• DESCRIPTION OF THE TASK
Print every row below verbatim, changing nothing.

begin RECORDS FOR PROCESSING

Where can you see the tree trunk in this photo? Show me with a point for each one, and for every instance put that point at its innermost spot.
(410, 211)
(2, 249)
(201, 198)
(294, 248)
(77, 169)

end RECORDS FOR PROCESSING

• TASK RESPONSE
Where can you see the tree trunk in this photo? Show me with a point for each one, and for every instance put that point at its innermost spot.
(410, 211)
(2, 249)
(201, 198)
(294, 248)
(77, 169)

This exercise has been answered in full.